Problem to solve:
Could you put these items into a two-column CSV with the headers "prompt" and "response"? Give one row for each item, with its text under "prompt" and its answer under "response", each in a single quoted field with line breaks replaced by spaces.

Region labeling items:
==*==
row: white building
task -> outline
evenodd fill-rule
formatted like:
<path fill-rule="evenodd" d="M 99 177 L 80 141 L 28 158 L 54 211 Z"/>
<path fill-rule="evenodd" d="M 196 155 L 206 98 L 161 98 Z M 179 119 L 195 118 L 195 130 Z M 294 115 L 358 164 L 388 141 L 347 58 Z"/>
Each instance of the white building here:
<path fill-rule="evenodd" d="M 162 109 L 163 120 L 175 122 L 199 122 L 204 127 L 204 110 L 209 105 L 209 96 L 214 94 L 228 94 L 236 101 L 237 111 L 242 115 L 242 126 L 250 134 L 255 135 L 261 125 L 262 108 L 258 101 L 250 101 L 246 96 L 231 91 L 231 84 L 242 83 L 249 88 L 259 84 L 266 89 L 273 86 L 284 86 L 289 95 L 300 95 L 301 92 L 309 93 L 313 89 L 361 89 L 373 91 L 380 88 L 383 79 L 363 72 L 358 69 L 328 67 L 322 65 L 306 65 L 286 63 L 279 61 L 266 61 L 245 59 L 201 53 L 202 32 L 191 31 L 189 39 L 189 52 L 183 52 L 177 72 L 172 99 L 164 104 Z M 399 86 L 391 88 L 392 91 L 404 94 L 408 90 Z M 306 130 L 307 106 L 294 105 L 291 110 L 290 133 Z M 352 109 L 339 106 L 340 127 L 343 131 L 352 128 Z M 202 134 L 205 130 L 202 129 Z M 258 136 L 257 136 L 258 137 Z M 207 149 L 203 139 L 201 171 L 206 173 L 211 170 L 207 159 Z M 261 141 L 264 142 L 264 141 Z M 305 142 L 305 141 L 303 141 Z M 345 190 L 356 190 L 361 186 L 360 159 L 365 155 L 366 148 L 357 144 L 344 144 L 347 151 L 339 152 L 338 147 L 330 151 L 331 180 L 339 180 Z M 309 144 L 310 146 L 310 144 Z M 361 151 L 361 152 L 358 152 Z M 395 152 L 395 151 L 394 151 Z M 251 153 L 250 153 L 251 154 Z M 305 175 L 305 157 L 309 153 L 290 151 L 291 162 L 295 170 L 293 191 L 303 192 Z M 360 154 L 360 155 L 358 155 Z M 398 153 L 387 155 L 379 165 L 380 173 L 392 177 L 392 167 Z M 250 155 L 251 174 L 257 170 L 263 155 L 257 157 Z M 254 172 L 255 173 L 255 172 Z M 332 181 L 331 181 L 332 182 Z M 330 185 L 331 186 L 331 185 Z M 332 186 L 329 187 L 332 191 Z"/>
==*==
Exercise response:
prompt,response
"row: white building task -> outline evenodd fill-rule formatted like: <path fill-rule=""evenodd"" d=""M 99 177 L 80 141 L 28 158 L 54 211 Z""/> <path fill-rule=""evenodd"" d=""M 196 155 L 206 98 L 161 98 Z M 179 119 L 195 118 L 195 130 Z M 294 115 L 358 164 L 388 141 L 347 58 Z""/> Each instance of the white building here:","<path fill-rule=""evenodd"" d=""M 162 109 L 163 120 L 175 122 L 199 122 L 204 127 L 204 110 L 209 105 L 209 96 L 214 94 L 228 94 L 236 101 L 237 111 L 242 115 L 242 126 L 250 134 L 255 135 L 261 125 L 262 108 L 258 101 L 250 101 L 246 96 L 231 91 L 231 84 L 242 83 L 249 88 L 259 84 L 266 89 L 273 86 L 284 86 L 289 95 L 300 95 L 301 92 L 309 93 L 313 89 L 361 89 L 373 91 L 380 88 L 383 79 L 363 72 L 358 69 L 328 67 L 322 65 L 306 65 L 286 63 L 279 61 L 266 61 L 245 59 L 201 53 L 202 32 L 191 31 L 189 39 L 189 52 L 183 52 L 177 72 L 172 99 L 164 104 Z M 399 86 L 391 88 L 392 91 L 404 94 L 408 90 Z M 306 130 L 307 106 L 294 105 L 291 110 L 290 133 Z M 352 109 L 339 106 L 340 127 L 343 131 L 352 128 Z M 202 134 L 205 130 L 202 129 Z M 258 136 L 257 136 L 258 137 Z M 207 149 L 203 139 L 201 171 L 206 173 L 211 170 L 207 159 Z M 261 141 L 264 142 L 264 141 Z M 305 142 L 305 141 L 303 141 Z M 345 190 L 356 190 L 361 186 L 360 159 L 365 155 L 366 148 L 357 144 L 344 144 L 347 151 L 339 152 L 338 147 L 330 151 L 331 180 L 339 180 Z M 309 144 L 310 146 L 310 144 Z M 361 151 L 361 152 L 358 152 Z M 395 152 L 395 151 L 394 151 Z M 251 153 L 250 153 L 251 154 Z M 305 175 L 305 157 L 309 153 L 290 151 L 291 162 L 295 170 L 293 191 L 303 192 Z M 360 154 L 360 155 L 358 155 Z M 398 153 L 387 155 L 379 165 L 380 173 L 392 177 L 392 167 Z M 250 155 L 251 174 L 257 170 L 263 155 L 257 157 Z M 254 172 L 255 173 L 255 172 Z M 332 181 L 331 181 L 332 182 Z M 330 185 L 331 186 L 331 185 Z M 332 186 L 329 187 L 332 191 Z""/>"